* **GIVEN TEXT**:
----------

“Don’t knock on the door!” he said, and as they left, he slammed it behind them.
I stood there, guilty and untouched, as Theo moaned on the floor.
“Oh shit, dude, you okay?”
“No!” Theo yelled. “Don’t knock on the door!”
I told him I wouldn’t, but I knew that this was a lie. If I really had to go or was painfully hungry, I would be back at that door. Maybe that seems hard to understand, but I had drawn a line. In my mind I was a human being, and human beings do not shit in buckets. We cry two tears in them.
Starvation: I had read about it, but the reality was worse than I had imagined—it wasn’t just the hunger, it was being so completely at the mercy of others. We were usually fed once a day, but there was no guarantee we would be. Most days it was a piece of bread for each of us and a small cup of yogurt, or a bit of halawa on a saucer for us to share. We rarely saw food arrive before Asr, the third prayer of the day, which took place in the late afternoon. Sometimes it would come even later, long after Isha in the late evening. When Yassine delivered our meals I could usually get an extra piece of bread out of him for me and Theo to split. I tried to eat as little of the bread as possible to save it for the next day. It was tough waking up hungry, just lying there listening for the call to prayer, and hoping to be fed. At times while on bathroom runs I would beg Yassine to feed us that night.
“Please, don’t starve us,” I said. “Feed us, Yassine. Please, feed us.”
“You will eat well tonight, Inshallah,” he would always answer, but he rarely delivered on that promise.
Once in a while we got a warm meal, which Yassine served to us as if he were doing us a favor—a little plastic bucket with rice and other leftovers dumped in it. Theo and I would pass the bucket back and forth, taking turns pinching up mouthfuls with our bread. I don’t think we were ever full once, not the entire time we were there.

----------

* **RECORDS**:

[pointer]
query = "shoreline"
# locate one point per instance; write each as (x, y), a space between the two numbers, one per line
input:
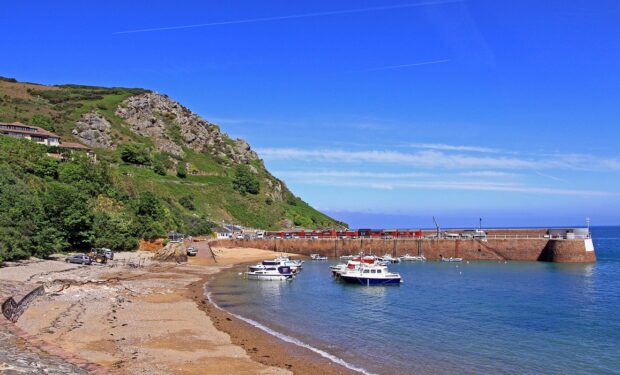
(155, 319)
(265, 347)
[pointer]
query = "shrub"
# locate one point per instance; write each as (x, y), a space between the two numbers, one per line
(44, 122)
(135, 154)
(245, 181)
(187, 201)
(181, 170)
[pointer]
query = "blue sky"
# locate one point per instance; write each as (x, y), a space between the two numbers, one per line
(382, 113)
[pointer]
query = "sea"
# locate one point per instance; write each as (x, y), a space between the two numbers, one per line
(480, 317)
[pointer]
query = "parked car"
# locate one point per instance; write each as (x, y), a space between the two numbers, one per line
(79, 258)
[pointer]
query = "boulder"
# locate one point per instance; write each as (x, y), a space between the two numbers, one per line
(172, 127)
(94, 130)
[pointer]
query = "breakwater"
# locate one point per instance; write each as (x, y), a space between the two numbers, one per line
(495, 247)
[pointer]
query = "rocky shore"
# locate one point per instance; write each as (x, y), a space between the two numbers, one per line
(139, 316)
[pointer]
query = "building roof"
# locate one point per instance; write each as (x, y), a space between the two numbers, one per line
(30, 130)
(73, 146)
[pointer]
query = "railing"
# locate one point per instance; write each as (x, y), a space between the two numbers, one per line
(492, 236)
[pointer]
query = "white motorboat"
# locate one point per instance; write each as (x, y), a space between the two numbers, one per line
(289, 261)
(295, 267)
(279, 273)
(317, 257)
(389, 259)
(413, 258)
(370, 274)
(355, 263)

----------

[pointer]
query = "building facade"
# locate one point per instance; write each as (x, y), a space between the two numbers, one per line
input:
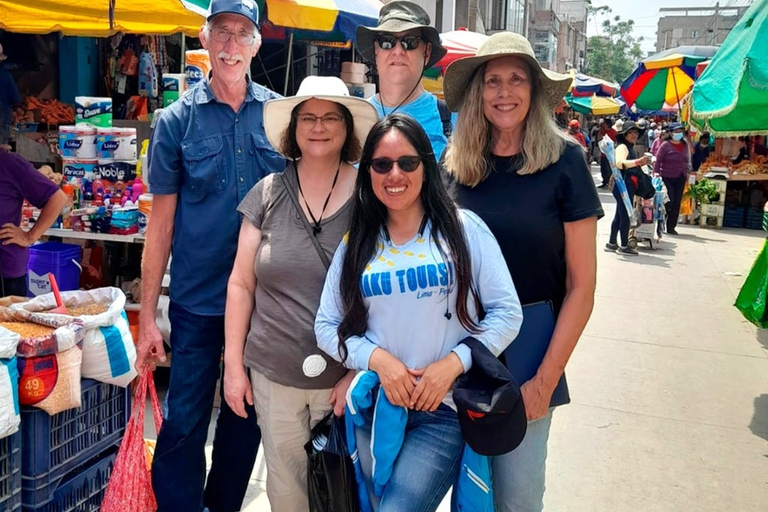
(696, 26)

----------

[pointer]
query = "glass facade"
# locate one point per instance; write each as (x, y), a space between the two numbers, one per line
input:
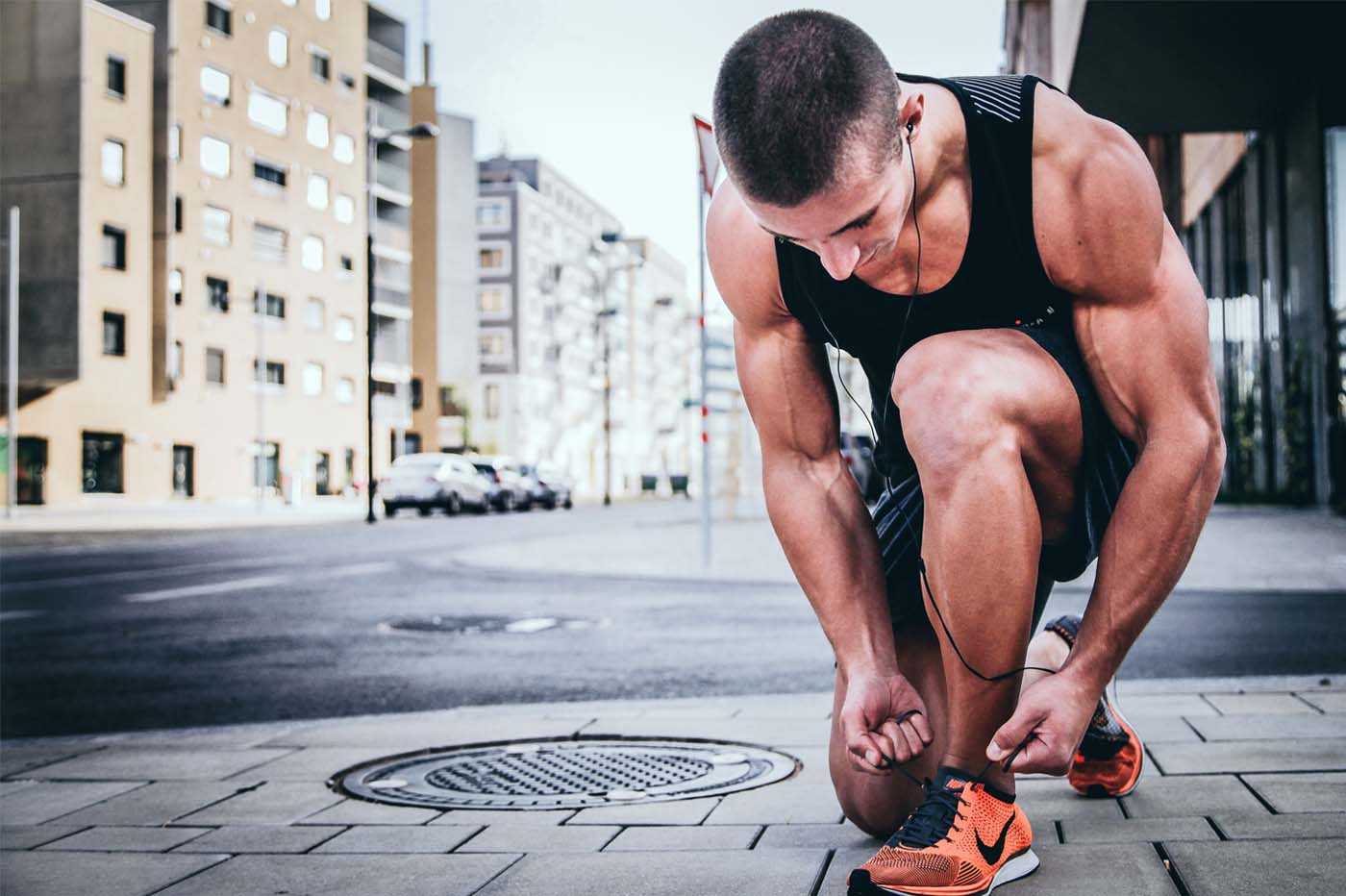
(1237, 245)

----------

* **DIRECTIVES**:
- A) Copy out the captivity passage between "I told him I" and "tears in them.", inclusive.
- B) Continue the captivity and hunger passage from the point where it stops.

* **RESPONSE LIST**:
- A)
I told him I wouldn’t, but I knew that this was a lie. If I really had to go or was painfully hungry, I would be back at that door. Maybe that seems hard to understand, but I had drawn a line. In my mind I was a human being, and human beings do not shit in buckets. We cry two tears in them.

- B)
Nights when they hadn’t fed us during the day were the most painful and seemed to last forever. By then any bread we had saved would be long gone. I would lie there with barely enough energy to move, alert to every footstep I heard, hoping it was someone coming to feed us, their pets. Most of the time the footsteps just walked right past our door. I would babble during these times. I don’t remember what I talked about but it drove Theo crazy, and if he said something I didn’t like or agree with, I’d practically bite his head off. It’s horrible, waiting to be fed. It makes you feel like an abused dog, stuffed into a crate and forgotten. Sometimes they never came at all.
We’d been in the darkness for a few days when the emir came to check on us, accompanied by a bunch of the guards. The door was open and the hallway was illuminated—the electricity was on. We were given permission to turn from the wall and face him.
“How are you?” asked the emir.
“We’re hungry,” I said.
He immediately told one of the punks to get us food and he ran off to do as he was told. The emir then started speaking in Arabic, pointing all over the room. He told the guards to cut a hole in the wall above the door for ventilation—the walls were covered with a layer of moisture that made them impossible to lean against—and to give us a light because he didn’t want us to get sick. Both of these things were done the next day, the guards stringing a wire from where the fixture used to be in the ceiling, with a bulb dangling at the end. The emir also instructed Yassine to give us a bath and scissors to cut our beards, which had grown considerably long, mine dark brown with a silver stripe up the chin.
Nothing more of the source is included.